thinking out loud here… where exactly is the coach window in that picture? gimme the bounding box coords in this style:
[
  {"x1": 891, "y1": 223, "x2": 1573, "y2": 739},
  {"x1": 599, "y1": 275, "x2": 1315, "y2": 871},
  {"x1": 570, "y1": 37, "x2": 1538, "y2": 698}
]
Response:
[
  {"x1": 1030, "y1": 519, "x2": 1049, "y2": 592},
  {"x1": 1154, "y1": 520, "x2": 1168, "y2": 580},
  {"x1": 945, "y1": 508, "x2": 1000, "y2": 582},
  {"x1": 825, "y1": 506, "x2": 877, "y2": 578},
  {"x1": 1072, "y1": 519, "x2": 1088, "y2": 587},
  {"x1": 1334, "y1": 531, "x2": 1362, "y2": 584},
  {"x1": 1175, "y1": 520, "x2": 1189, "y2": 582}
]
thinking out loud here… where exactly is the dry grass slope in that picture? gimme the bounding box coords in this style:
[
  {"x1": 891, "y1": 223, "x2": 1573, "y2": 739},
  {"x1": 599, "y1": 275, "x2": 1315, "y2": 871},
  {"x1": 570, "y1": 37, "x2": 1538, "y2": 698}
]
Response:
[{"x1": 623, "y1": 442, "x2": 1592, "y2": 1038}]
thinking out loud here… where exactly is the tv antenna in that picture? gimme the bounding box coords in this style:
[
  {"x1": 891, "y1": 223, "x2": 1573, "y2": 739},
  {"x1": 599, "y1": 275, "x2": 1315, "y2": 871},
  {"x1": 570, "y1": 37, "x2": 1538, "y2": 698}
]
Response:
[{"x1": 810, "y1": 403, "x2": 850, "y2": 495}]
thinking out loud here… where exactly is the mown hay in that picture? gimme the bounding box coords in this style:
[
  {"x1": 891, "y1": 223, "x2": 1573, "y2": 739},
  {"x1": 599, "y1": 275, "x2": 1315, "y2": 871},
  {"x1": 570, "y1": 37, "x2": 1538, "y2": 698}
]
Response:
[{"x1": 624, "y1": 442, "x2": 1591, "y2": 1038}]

····················

### What this task involves:
Tell how many lines above include "exactly", and add no other text.

### Answer for this exercise:
4